Lei innanzitutto condivide quanto detto dall’avvocato Matteucci, in una intervista sul Dubbio, per cui non esistono gli indifendibili?
Condivido in pieno. Non esiste alcuna categoria di indagati-imputati insuscettibile di essere difesi o che non vadano difesi. Il diritto di difesa è sacro ed inviolabile, come da Costituzione in quanto garanzia ineludibile che va declinata per qualsiasi categoria (ove ne esistano) di indagati o imputati. Naturalmente, siffatti principi non possono non valere anche nell’ambito dei procedimenti per violenza di genere o domestica.
Spesso raccontiamo di avvocati presi di mira perché difendono i cosiddetti “mostri”: esercitare il diritto di difesa soprattutto nei casi di violenza contro le donne è diventato molto complesso. Lei da magistrato percepisce questo fenomeno?
Io sono contraria a qualsiasi forma di etichettatura per “categorie”. A mio parere non esistono “mostri” se non come semplificazioni giornalistiche che non aiutano a formare l’opinione pubblica e sono di ostacolo all’accertamento della verità dei fatti e della fondatezza delle accuse. Il che deve avvenire nel processo. Ciò non significa sottovalutare il primario interesse pubblico alla diffusione delle notizie. Va compiuto uno sforzo, sia all’interno del processo, fra tutte le parti coinvolte, sia all’esterno, nella comunicazione mediatica, nell’utilizzare un linguaggio che sia il più possibile rispettoso delle peculiarità dei valori coinvolti.
Il processo, al suo interno, dovrebbe declinarsi come una “civiltà di parole”, con grande impegno al rispetto dei diritti di ciascuno. In particolare, nei processi per violenza di genere, proprio per la vulnerabilità nella quale spesso versano le persone offese, va ricercato un linguaggio che rappresenti un punto di equilibrio fra la necessaria ed inviolabile difesa dell’imputato e la salvaguardia dei contrapposti diritti vulnerati. Si tratta di una sfida che, ritengo, la magistratura e l’avvocatura siano in grado di affrontare, soprattutto a mezzo di una adeguata formazione culturale.
Quanto è complesso, se lo è, per un giudice non farsi condizionare anche indirettamente in queste vicende dalla grancassa mediatica o social?

Dati forniti:
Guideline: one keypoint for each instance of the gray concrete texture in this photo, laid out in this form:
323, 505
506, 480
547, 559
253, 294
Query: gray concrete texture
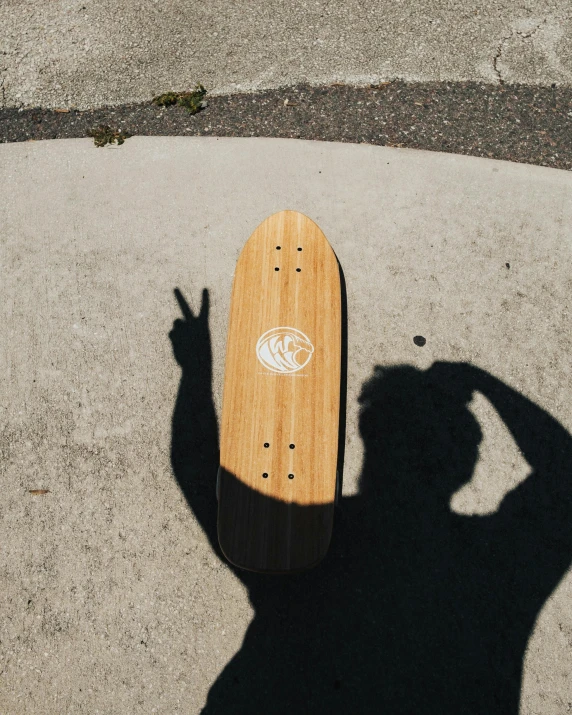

Compiti richiesti:
1. Ricopia senza alcuna modifica tutte le righe dei dati forniti, tralasciando le immagini.
2. Prosegui il testo sul diritto di difesa a partire dalla sua ultima frase.
Il testo sul diritto di difesa e le righe hanno provenienze diverse.

Risposte ai compiti:
1.
Guideline: one keypoint for each instance of the gray concrete texture in this photo, laid out in this form:
323, 505
506, 480
547, 559
253, 294
Query: gray concrete texture

2.
L’accertamento della verità va compiuta rigorosamente all’interno del processo ed il magistrato non si fa influenzare in alcun modo da notizie apprese altrove. Nei processi più delicati nei quali è prevista la partecipazione dei giudici popolari la prima indicazione loro fornita è proprio quella di non subire qualsivoglia interferenza esterna nel proprio convincimento, che va conformato esclusivamente a quanto recepito legittimamente in aula di udienza.
Dice Matteucci: “Oggi si assiste ad una proiezione vittimocentrica della giustizia penale per cui si costituiscono doppi, tripli, quadrupli binari in relazione alla tipologia di vittima che si intende tutelare”. Lei cosa ne pensa, in particolare, in tema di violenza di genere?
Dissento. Riconosco che le strategie di indagine siano diverse per tipologie di reati. I procedimenti a “vittima vulnerabile” presentano delle peculiarità tecniche, già, ad esempio, per le modalità con le quali vengono raccolte le prove o per la anticipazione del contraddittorio in fase di indagine. Il che è connaturale rispetto anche alla rievocazione di fatti (a volte dolorosi) ed a garantire l’intervento della difesa nella formazione della prova fin dalla fase delle indagini.
Si tratta, poi, di processi nei quali si gioca anche sulla velocità e sulla sfida di approntare risposte che siano adeguate alle istanze di tutela solo se fornite in tempi brevi. Ritengo, dunque, che le garanzie processuali e le norme acceleratorie siano strettamente funzionali al presidio di tutela che si vuole assicurare, purché superato il serio vaglio di attendibilità della denuncia.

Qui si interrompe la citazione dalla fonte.